>>>>>

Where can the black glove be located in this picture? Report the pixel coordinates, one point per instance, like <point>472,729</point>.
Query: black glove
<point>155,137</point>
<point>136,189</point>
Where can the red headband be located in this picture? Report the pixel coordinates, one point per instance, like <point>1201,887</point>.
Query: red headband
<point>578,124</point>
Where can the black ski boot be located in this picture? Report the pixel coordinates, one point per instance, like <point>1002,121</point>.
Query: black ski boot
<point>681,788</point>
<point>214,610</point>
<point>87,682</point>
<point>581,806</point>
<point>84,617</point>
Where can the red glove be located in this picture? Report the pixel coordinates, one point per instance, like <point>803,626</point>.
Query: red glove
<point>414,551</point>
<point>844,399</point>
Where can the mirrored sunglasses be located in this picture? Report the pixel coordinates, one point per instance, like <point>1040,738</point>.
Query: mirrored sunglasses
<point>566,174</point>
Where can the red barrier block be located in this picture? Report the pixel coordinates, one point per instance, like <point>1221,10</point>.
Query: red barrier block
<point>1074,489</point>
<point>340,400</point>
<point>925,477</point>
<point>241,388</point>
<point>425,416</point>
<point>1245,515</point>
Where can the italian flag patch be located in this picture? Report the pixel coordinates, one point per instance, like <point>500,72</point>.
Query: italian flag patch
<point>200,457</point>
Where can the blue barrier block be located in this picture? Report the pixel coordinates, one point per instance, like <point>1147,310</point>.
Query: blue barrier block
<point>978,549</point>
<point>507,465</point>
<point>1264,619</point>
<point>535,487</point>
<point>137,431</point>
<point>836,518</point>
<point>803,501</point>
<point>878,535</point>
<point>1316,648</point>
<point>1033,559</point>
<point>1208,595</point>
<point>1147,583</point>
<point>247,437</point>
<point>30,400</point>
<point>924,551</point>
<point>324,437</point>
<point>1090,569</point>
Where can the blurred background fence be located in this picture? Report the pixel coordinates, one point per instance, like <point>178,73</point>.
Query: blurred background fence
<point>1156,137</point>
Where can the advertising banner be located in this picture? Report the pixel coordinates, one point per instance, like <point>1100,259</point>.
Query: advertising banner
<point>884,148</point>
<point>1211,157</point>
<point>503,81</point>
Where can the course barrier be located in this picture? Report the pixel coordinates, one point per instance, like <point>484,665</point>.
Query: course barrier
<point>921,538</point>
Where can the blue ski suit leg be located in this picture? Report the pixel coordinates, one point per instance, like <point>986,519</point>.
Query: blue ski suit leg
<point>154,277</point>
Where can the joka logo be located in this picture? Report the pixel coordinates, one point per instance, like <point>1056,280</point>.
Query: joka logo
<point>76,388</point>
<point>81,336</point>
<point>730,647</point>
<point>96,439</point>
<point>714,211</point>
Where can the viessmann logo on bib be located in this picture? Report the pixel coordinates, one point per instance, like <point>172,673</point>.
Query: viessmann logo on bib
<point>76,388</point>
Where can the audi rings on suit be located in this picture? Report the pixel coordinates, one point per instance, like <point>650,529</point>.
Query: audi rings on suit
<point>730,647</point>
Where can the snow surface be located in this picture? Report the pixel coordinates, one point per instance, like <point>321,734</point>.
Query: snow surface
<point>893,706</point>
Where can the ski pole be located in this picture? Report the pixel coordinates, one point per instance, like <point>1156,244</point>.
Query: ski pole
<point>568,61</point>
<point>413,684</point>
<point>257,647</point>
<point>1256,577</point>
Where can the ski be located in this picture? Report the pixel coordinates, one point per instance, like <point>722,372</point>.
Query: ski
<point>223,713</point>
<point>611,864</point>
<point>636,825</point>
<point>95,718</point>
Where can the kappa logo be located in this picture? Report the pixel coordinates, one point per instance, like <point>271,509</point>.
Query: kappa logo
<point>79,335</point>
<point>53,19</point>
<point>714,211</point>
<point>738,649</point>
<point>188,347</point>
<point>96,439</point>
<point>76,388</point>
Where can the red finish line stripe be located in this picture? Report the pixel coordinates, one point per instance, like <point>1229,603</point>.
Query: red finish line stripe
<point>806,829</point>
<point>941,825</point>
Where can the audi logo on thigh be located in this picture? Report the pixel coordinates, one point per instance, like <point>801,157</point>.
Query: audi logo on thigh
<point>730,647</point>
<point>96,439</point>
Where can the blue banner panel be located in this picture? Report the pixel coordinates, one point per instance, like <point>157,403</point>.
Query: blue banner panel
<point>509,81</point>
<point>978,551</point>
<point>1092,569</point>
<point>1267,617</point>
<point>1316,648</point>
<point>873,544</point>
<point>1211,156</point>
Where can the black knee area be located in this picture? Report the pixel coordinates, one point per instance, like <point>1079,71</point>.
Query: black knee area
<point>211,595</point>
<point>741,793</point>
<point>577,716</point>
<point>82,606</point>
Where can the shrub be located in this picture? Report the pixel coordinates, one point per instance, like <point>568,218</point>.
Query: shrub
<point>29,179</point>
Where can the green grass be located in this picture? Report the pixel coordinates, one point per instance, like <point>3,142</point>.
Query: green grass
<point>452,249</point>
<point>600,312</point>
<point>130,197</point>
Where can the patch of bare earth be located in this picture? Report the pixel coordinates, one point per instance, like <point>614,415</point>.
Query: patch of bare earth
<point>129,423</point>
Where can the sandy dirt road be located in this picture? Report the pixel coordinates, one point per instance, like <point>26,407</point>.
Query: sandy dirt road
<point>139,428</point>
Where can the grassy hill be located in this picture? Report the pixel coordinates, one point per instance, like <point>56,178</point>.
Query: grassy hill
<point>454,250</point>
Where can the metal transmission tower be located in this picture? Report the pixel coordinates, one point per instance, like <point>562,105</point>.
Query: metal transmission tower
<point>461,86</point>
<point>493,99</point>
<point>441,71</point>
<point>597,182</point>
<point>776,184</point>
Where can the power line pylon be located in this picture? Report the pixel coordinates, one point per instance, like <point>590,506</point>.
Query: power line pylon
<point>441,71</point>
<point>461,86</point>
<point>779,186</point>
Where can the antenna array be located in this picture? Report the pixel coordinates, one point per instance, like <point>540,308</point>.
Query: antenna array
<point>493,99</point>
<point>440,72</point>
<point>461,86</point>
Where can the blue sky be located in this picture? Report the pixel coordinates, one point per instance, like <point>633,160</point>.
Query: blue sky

<<<<<

▶ DIRECTIONS FOR THIS TASK:
Look above for the line containing "Query: antenna array", then transcribe it and all lines after it through the last, exactly and with nothing else.

▶ TASK ANSWER:
Query: antenna array
<point>493,99</point>
<point>440,72</point>
<point>461,86</point>
Where can the blue sky be located in this picture? Report the pixel coordinates, one point per instance, like <point>633,160</point>.
Query: blue sky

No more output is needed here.